Leave out the pictures and copy each record below exactly.
====== Data shown
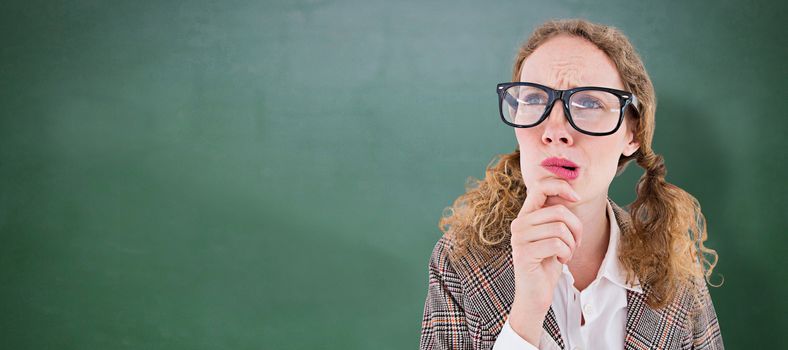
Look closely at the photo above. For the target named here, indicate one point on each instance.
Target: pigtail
(667, 250)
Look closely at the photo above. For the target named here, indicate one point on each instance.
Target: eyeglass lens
(590, 110)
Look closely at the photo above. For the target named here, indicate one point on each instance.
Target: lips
(562, 167)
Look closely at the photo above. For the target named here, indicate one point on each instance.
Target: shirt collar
(611, 267)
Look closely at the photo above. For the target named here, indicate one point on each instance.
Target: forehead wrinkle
(566, 73)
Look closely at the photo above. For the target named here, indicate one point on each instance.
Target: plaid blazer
(466, 307)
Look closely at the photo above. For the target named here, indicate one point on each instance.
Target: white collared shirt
(603, 304)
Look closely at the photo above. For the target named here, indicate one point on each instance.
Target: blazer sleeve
(444, 324)
(705, 326)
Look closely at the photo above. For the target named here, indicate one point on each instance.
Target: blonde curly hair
(666, 251)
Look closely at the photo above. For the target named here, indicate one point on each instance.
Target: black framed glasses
(592, 110)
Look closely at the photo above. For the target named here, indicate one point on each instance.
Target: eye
(534, 99)
(587, 102)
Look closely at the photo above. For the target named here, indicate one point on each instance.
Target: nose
(557, 127)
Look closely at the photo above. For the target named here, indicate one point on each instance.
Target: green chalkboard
(270, 174)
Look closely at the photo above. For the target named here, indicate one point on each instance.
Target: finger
(553, 230)
(557, 213)
(537, 195)
(546, 248)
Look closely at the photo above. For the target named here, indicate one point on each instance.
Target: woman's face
(565, 62)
============
_Solution for this exercise_.
Look closely at the photo above. For the target named here, indicate one point on each instance.
Target: pigtail
(667, 250)
Look closely at the photo above. For the target named here, indicate one point on each instance.
Target: eyeglass lens
(590, 110)
Look closely at the photo above. For the target named here, indicate one point on each instance.
Target: lips
(562, 167)
Look closely at the photo above. For the target named here, indicate one point on each instance.
Target: shirt collar
(611, 267)
Look closely at the photo above. For the target named here, indicate one point on each instance.
Target: forehead wrinkle
(566, 73)
Look closely at the photo above. For the target named here, indicate one point on each instance.
Target: plaid blazer
(466, 307)
Look closely at the photo above. For the target named here, indicate one point on each instance.
Target: white collared shirt
(603, 304)
Look closely at the photo above. For the target named here, indicate one point on each instance.
Target: blazer sleeve
(444, 324)
(705, 326)
Look closely at the photo above. For the target named here, indicate one point on each instance.
Target: blonde curly hair
(666, 251)
Look closely at the photo above. For the target named here, indicate one point on each instance.
Target: black framed glasses
(592, 110)
Look closely at the photo above. For the target named here, indicate one point on each instance.
Target: eye
(534, 99)
(587, 102)
Look closely at the photo above. For the target named here, indicate one point on each instance.
Target: nose
(557, 127)
Look closely at the photo above. For the target named here, indicate one point on each instance.
Target: green chalkboard
(270, 174)
Look closely at the photo above. For the target named here, indicate one point on each instance.
Target: finger
(553, 230)
(557, 213)
(537, 195)
(546, 248)
Look closely at the photo above. For the target named here, indicate one point on each instance.
Target: woman's face
(565, 62)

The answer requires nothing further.